• SOURCE PASSAGE:
------------------------------------------------

In 2007, buildings consumed about 47% of the total energy consumption of China (
Wang, 2005). Since that time, building related energy consumption has escalated due to rapid urbanization and increasing large-scale infrastructure construction. During the last two decades, the annual growth rate of building energy consumption in China has exceeded 10% (
Chang et al., 2011). To reduce the lifecycle of the energy cost of buildings, energy accounting and conservation of building construction has become an important consideration.
In light of the sustainable development perspective, the concept of green building has been proposed by the Ministry of National Construction of China (
MNCC, 2006), which refers to maximizing conservation of resources (energy, land, water, and materials) during the life cycle of the buildings to minimize the impact on the environment not only in the present, but in the infinite future. In this context, thermodynamic metrics, e.g., embodied energy (
Lenzen and Treloar, 2002;
Yeo and Gabbai, 2011;
Dixit et al., 2012), emergy (
Meillaud et al., 2005;
Pulselli et al., 2007;
Li et al., 2011), and exergy (
Liu et al., 2010), are applied to evaluate the resources used by buildings.
Embodied energy is the sum of all the energy required to produce goods or services. Much research has been conducted on embodied energy of building construction in recent years. The embodied energy of construction projects in China accounted for nearly one-sixth of the total economy’s energy consumption in 2007 (
Chang et al., 2010). In a study on building structure, a building with wood and concrete designs in Wälludde was evaluated (
Lenzen and Treloar, 2002). A comparative analyses between the two alternative structural designs-glue-laminated timber panels and steel frame filled with concrete blocks was performed (
Vukotic et al., 2010). Their results indicate that the structure of the building greatly affected the embodied energy. Embodied energy can assess the overall energy consumed by the construction of buildings; however, current interpretation of embodied energy was unclear and varied greatly (
Dixit et al., 2012).
Emergy is the available energy of one kind that is used up in transformations directly and indirectly to make a product or service (
Odum, 1996). As one of the ecological economic methods, emergy analysis can evaluate the complex relationship between an economic system and its environment. The advantage of emergy analysis in evaluating the services or information is revealed by Meillaud et al. (
2005), who conducted an evaluation on the annual emergy consumption/production of a laboratory building. However, the concept of emergy has been controversial among different academic communities, including ecology, thermodynamics, and economics (
Hau and Bakshi, 2004). For a clearer and more comprehensive vision of natural resource management, an integrated environmental accounting method is required.
Due to the limitations of emergy analysis, Odum (
1983) realized that available energy, i.e., exergy should be of greatest importance to the system. Therefore, between all the thermodynamic metrics shown above, exergy, defined as the maximum potential work due to the contrasts between a system and its environment, offers a unified measure and a better description of the resource use as well as environmental impact, with essential implications to sustainability (
Wall and Gong, 2001;
Rosen et al., 2008).

------------------------------------------------

(Labeled-object pointing material)
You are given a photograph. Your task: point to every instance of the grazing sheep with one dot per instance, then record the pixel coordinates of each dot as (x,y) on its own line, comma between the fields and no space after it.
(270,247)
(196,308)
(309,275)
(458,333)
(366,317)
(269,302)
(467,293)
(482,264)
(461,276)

------------------------------------------------

• PROBLEM SET:
(A) In the passage on building energy use in China, roughly what share of China's total energy consumption went to buildings in 2007?
(B) Print the part of the building energy passage from "In light of" up to and including "used by buildings.".

• SOLUTIONS TO EACH TASK:
(A) About 47%.

(B)
In light of the sustainable development perspective, the concept of green building has been proposed by the Ministry of National Construction of China (
MNCC, 2006), which refers to maximizing conservation of resources (energy, land, water, and materials) during the life cycle of the buildings to minimize the impact on the environment not only in the present, but in the infinite future. In this context, thermodynamic metrics, e.g., embodied energy (
Lenzen and Treloar, 2002;
Yeo and Gabbai, 2011;
Dixit et al., 2012), emergy (
Meillaud et al., 2005;
Pulselli et al., 2007;
Li et al., 2011), and exergy (
Liu et al., 2010), are applied to evaluate the resources used by buildings.